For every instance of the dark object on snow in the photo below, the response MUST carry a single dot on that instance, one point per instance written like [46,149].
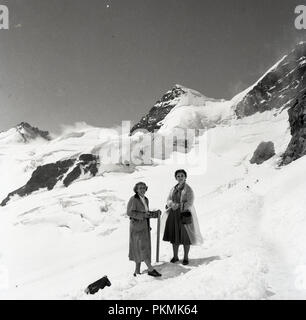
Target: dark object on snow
[96,286]
[186,217]
[263,152]
[43,177]
[87,163]
[297,119]
[48,175]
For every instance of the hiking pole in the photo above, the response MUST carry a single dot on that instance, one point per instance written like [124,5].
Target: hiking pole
[158,237]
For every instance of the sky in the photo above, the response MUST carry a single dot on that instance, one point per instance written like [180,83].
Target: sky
[104,61]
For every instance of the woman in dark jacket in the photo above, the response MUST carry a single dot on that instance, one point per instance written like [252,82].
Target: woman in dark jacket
[140,238]
[180,200]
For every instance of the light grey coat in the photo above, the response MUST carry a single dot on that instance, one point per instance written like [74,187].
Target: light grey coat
[140,238]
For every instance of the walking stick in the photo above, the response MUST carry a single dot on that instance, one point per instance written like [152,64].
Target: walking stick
[158,237]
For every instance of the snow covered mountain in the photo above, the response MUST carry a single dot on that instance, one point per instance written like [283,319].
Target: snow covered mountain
[279,87]
[23,133]
[184,108]
[55,241]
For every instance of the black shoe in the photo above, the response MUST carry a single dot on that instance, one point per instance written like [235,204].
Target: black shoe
[154,273]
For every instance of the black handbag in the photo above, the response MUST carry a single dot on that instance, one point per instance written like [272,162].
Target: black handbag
[186,217]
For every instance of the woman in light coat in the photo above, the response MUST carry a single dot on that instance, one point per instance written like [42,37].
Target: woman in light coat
[140,238]
[181,199]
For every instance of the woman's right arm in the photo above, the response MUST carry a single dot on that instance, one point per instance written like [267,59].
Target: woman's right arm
[133,212]
[169,200]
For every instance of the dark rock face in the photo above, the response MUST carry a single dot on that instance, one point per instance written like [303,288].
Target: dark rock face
[87,163]
[48,175]
[280,87]
[263,152]
[162,107]
[29,133]
[297,119]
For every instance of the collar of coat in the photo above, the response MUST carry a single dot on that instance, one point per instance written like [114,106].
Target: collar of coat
[136,196]
[185,189]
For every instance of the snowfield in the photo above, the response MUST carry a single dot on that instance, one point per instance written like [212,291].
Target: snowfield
[252,217]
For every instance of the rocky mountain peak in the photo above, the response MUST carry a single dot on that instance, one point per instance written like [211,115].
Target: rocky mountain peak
[279,87]
[23,133]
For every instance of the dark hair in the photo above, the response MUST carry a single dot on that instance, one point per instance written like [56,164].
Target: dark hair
[139,184]
[180,171]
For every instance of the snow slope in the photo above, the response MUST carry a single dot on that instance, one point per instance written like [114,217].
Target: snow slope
[54,243]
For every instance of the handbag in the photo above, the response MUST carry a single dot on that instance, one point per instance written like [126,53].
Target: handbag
[186,217]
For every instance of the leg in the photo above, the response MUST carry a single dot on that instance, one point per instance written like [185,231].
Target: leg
[186,251]
[137,267]
[149,265]
[175,250]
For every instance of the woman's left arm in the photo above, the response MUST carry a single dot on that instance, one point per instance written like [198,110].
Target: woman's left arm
[189,199]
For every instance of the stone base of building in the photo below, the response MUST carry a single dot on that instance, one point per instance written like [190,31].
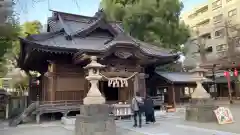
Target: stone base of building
[201,110]
[95,120]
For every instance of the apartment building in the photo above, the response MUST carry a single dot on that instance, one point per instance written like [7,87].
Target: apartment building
[210,20]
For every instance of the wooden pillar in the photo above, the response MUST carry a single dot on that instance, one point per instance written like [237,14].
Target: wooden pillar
[135,84]
[140,84]
[53,77]
[173,96]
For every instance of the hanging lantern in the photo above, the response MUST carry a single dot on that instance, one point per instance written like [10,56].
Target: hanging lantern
[235,72]
[37,82]
[226,73]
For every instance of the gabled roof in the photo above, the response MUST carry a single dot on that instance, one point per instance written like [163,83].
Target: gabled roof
[180,77]
[75,34]
[71,31]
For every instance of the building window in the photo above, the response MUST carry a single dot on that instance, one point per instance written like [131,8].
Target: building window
[218,18]
[222,54]
[206,36]
[232,12]
[221,48]
[217,4]
[219,33]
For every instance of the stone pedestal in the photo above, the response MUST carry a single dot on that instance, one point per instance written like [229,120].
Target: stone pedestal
[201,110]
[201,106]
[95,120]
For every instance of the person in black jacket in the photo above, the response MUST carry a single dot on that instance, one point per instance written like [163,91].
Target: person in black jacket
[149,109]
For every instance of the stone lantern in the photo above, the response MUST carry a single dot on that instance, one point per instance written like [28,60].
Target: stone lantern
[94,118]
[199,92]
[201,105]
[94,96]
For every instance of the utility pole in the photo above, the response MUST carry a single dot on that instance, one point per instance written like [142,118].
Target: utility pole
[230,54]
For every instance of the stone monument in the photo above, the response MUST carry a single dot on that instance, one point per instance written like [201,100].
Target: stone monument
[201,105]
[94,118]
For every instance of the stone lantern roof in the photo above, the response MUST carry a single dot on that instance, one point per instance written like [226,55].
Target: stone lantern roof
[94,63]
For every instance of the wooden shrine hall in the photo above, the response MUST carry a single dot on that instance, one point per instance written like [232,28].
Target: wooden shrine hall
[60,54]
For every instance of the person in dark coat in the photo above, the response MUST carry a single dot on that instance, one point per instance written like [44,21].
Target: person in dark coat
[149,109]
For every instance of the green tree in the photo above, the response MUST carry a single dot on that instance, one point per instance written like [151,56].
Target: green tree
[154,21]
[19,77]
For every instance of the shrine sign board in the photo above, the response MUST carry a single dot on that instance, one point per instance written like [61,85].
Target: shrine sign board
[224,115]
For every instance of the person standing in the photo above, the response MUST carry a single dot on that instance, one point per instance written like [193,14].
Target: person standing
[149,109]
[137,108]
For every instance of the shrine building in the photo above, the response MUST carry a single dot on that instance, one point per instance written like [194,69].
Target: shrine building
[60,54]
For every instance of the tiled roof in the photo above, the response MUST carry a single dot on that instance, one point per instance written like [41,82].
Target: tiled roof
[180,77]
[64,24]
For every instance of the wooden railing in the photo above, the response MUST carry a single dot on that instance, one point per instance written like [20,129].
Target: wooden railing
[121,110]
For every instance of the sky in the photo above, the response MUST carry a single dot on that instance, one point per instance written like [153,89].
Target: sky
[39,10]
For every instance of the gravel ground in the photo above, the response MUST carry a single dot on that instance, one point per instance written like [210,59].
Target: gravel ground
[167,124]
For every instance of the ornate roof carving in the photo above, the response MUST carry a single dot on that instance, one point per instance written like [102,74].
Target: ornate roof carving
[74,32]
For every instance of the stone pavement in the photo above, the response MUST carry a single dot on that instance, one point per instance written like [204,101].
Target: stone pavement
[53,128]
[167,124]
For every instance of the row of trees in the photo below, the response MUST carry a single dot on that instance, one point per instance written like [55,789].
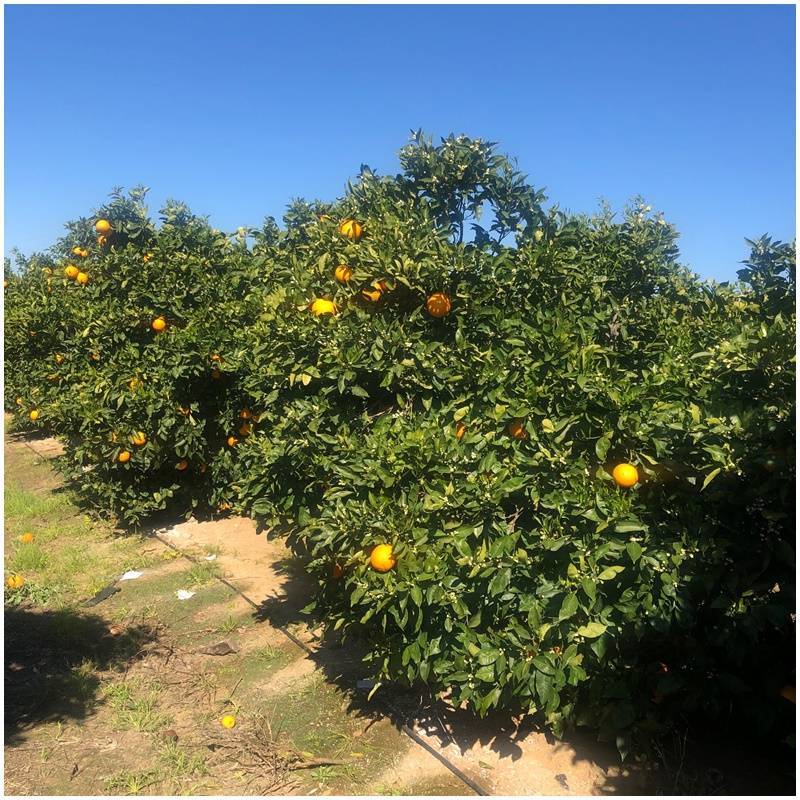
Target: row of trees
[480,367]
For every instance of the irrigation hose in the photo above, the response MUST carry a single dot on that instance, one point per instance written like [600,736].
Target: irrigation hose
[389,710]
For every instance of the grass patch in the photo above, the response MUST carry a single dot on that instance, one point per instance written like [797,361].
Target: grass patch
[129,781]
[135,709]
[178,763]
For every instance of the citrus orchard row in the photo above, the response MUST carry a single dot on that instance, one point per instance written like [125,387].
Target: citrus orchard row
[528,456]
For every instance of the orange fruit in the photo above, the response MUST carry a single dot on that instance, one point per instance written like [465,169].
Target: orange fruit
[321,307]
[343,273]
[438,304]
[516,429]
[382,558]
[351,229]
[626,475]
[15,581]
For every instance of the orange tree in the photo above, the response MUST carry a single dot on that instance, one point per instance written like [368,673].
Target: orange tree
[130,368]
[529,457]
[465,400]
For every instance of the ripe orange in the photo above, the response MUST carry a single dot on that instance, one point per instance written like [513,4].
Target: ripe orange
[626,475]
[321,307]
[516,429]
[382,558]
[438,304]
[351,229]
[15,581]
[343,273]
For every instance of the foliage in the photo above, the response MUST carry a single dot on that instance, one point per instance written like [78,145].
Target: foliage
[525,577]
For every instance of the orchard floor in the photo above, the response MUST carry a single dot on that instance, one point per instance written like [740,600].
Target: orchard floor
[126,696]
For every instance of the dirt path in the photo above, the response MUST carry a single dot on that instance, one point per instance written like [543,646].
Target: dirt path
[135,692]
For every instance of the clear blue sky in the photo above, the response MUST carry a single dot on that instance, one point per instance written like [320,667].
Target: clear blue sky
[236,110]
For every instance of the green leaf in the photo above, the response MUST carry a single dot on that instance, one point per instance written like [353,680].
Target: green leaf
[568,607]
[592,630]
[609,573]
[602,444]
[634,551]
[710,477]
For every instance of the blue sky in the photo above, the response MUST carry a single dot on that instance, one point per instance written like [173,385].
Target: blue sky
[236,110]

- - - - -

- _Task goal_: Repeat exactly the lines starting at the line with "For every instance of the dirt" and ending with the final line of the entries. Include nothing else.

- _Response to the task_:
For every instance of the dirt path in the photo above, the response MUST carry a single dot on that instance, one point per instance written like [543,646].
Target: dirt path
[135,692]
For every instance of the clear blue sky in the photo above, the response MUST carry a single dot on that instance, one point per instance written like [320,667].
Target: clear blue sky
[236,110]
For every instance of the green leaf in the photo above, the response MUST carry a single dot on that instance, one point per instance written like [353,680].
Target: green leaf
[568,607]
[592,630]
[609,573]
[602,444]
[634,551]
[710,477]
For every instance of the blue sky in the photo above, the response MUST carry a single dot on that instance, one point per instance written like [173,385].
Target: blue sky
[236,110]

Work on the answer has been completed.